Requests:
A: Reproduce the part of the thread on listening to data that starts at "and posible timing" and ends at "for scientific ends.".
B: Write the next part of the thread on listening to data, starting right after its last sentence.

Extract provided:
— Start —

Scientists can use their ears instead of their eyes to process data more rapidly - curtis
http://www.nasa.gov/content/goddard/more-than-meets-the-eye-nasa-scientists-listen-to-data/#.VAqqwee7mX0
======
linker3000
I work alongside a group of engineers responsible for HDD testing, failure
analysis and firmware development. One of their tools of the trade is an old
radio shack telephone amplifier with a magnetic suction cup pickup. Using this
unit, the engineers listen to the noise coming from the HDD electronics and
motors and can identify firmware versions, drive states (like heads parking)
and posible timing issues - I often hear discussions like 'this drive must
have the r3 firmware mod as the cache preload kicked in slightly later' and
'sounds like this unit has a manufacturer x motor'

------
anigbrowl
I want to work on this sort of thing! I've spent the last ~20 years listening
to synthesizer and field recordings in a professional capacity. It'd be great
if they opened this similar to projects like GalaxyZoo or the like - I'd love
to leverage my audio skills for scientific ends.

— End —

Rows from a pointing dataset
— Start —

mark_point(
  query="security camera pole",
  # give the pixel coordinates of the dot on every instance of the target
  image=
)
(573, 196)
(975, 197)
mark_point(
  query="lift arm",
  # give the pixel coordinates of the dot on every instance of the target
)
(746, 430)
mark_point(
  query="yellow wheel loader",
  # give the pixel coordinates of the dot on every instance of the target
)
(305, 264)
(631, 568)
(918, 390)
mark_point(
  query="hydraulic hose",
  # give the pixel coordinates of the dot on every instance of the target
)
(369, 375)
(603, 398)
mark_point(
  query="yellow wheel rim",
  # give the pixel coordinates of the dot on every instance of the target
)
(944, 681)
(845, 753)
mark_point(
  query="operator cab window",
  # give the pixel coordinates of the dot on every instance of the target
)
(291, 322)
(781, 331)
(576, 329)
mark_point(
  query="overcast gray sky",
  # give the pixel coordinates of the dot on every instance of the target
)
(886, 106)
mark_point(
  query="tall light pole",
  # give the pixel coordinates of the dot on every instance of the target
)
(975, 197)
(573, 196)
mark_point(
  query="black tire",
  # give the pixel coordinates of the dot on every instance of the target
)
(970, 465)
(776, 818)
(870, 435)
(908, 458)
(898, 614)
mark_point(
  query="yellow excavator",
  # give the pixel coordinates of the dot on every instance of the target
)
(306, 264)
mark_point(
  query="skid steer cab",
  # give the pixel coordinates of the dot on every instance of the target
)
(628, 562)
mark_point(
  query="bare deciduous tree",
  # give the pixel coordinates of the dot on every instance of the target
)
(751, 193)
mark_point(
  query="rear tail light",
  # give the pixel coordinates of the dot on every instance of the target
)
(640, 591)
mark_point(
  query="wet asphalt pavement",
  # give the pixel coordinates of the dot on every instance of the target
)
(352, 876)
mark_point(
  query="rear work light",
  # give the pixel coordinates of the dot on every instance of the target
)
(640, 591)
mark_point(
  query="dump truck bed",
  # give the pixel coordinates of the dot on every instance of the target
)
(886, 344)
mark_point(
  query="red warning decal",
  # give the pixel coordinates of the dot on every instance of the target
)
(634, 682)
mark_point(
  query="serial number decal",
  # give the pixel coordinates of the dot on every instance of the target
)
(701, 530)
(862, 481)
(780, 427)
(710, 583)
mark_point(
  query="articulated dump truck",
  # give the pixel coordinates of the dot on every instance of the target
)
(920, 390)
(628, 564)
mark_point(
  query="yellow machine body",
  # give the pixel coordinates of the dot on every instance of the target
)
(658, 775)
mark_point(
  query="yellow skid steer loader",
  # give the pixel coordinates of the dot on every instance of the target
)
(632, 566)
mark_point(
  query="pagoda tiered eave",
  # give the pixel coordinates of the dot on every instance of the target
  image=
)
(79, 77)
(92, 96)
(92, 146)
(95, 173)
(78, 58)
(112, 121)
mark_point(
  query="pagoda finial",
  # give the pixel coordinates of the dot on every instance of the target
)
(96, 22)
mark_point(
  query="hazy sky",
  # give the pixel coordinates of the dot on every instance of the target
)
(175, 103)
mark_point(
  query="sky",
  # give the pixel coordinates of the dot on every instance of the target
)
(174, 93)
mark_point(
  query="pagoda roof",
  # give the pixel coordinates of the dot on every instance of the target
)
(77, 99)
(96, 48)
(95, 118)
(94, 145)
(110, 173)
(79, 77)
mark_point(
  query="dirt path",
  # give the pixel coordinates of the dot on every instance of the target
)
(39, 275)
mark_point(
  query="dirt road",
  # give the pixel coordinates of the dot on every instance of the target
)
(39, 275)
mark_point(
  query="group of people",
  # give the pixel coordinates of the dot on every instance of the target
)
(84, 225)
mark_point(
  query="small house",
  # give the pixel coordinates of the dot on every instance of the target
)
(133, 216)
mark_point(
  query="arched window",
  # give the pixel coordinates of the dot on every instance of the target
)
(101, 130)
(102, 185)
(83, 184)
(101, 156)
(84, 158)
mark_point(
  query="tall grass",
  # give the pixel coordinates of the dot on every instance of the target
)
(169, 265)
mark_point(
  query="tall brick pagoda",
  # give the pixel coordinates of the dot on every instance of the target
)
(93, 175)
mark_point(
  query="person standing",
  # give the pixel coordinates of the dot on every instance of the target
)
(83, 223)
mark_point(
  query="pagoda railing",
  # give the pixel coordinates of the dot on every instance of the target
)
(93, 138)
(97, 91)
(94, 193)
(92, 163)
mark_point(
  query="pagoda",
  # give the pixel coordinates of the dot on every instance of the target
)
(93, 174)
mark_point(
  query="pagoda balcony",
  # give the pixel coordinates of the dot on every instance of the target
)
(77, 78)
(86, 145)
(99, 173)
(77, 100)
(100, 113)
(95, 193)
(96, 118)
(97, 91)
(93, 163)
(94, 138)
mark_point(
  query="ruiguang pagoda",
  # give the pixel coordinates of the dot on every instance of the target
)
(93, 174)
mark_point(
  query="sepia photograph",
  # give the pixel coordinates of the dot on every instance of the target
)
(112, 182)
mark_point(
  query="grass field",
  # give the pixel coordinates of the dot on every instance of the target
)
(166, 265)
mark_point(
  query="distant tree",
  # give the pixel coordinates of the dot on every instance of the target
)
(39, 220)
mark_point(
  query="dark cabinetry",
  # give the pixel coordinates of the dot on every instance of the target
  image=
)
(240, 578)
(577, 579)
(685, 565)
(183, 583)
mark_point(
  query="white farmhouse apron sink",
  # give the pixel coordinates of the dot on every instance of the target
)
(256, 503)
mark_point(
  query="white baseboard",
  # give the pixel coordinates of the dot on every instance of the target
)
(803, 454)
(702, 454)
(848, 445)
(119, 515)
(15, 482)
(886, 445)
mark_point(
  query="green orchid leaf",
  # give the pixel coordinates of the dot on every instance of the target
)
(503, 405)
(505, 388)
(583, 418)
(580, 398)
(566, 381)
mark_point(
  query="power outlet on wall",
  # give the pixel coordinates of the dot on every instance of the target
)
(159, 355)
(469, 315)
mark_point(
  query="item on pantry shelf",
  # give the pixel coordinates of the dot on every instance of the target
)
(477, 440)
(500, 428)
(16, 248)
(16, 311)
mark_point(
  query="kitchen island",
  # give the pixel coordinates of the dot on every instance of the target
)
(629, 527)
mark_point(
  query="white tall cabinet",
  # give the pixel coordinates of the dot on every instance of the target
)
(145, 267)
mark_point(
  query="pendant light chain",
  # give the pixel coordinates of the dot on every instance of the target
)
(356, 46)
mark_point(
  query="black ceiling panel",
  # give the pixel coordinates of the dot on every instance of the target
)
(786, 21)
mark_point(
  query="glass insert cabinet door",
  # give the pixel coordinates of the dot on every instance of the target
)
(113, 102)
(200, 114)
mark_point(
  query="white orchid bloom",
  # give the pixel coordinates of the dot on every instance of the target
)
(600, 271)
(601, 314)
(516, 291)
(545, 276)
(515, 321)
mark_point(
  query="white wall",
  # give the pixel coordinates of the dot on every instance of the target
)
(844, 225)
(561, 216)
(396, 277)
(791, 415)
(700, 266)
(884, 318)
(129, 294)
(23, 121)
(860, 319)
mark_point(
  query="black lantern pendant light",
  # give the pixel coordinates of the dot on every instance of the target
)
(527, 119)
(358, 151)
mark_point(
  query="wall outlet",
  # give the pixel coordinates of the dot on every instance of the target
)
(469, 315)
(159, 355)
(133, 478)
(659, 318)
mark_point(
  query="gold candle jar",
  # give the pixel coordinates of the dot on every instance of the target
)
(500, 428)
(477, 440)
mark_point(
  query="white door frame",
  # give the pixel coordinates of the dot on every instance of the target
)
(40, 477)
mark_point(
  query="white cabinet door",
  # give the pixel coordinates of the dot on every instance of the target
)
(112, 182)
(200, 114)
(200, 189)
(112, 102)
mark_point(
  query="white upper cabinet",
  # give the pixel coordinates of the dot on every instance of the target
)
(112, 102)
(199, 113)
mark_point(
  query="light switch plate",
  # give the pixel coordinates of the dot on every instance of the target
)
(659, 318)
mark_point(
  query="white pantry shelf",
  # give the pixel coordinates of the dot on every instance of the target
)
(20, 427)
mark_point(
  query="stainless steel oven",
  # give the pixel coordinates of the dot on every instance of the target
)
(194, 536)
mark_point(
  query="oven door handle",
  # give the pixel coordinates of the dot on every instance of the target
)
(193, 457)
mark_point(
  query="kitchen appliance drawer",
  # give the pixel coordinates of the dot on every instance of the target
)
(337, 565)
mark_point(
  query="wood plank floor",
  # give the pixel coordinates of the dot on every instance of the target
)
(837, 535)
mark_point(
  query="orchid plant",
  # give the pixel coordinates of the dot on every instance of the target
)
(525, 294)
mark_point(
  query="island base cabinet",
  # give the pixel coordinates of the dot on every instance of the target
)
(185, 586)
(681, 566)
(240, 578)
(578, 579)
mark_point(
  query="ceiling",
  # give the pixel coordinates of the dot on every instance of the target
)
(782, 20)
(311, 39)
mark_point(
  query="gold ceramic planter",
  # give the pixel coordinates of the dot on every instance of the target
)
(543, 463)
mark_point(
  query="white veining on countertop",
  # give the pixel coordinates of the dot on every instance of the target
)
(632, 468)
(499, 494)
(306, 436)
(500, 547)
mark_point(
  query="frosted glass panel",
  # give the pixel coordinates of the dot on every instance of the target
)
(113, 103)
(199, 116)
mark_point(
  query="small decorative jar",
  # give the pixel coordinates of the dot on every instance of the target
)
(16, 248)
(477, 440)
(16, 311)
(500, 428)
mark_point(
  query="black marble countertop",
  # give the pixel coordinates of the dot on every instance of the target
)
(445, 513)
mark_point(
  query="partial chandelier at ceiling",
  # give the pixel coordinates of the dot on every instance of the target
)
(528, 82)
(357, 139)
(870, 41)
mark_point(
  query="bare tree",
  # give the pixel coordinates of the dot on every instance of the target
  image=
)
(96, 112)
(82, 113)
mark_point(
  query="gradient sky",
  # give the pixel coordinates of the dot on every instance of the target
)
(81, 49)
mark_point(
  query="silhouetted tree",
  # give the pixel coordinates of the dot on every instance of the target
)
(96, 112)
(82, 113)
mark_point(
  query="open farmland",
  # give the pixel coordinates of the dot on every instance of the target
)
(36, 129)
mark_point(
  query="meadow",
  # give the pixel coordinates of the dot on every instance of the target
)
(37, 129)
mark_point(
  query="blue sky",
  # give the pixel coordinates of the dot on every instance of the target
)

— End —

Answers for this exercise:
A:
and posible timing issues - I often hear discussions like 'this drive must
have the r3 firmware mod as the cache preload kicked in slightly later' and
'sounds like this unit has a manufacturer x motor'

------
anigbrowl
I want to work on this sort of thing! I've spent the last ~20 years listening
to synthesizer and field recordings in a professional capacity. It'd be great
if they opened this similar to projects like GalaxyZoo or the like - I'd love
to leverage my audio skills for scientific ends.

B:
------
rflrob
By the way, this is more or less what Dr. Ellie Arroway (Jodie Foster's
character) was doing in Contact. People often assume that it was an error,
because "radio telescopes don't produce sound", but anything produces sound if
you process it right.

------
draugadrotten
I grew up with the bleeping chirps of software loading from 300bps modems and
"turbo" C64 tape recorders. I could easily recognize different games from the
sound they made when loading, and it is trivial to recognize the various modem
handshakes.
[https://www.youtube.com/watch?v=vvr9AMWEU-c](https://www.youtube.com/watch?v=vvr9AMWEU-c)
[https://www.youtube.com/watch?v=MmPpl6UMuH0](https://www.youtube.com/watch?v=MmPpl6UMuH0)

------
sharpneli
Back when I was a student we played around with the concept of listening to
ultrasonic echoes in a similar way. Basically human ear can get far more
information from a reflection than what one can get from it by eyes.

Eventually you could do Non Destructive Evaluation better by just listening to
the data and not just looking at it "Sir, this weld sounds wrong".

But alas, IT pays more so that thing was buried on that lab :)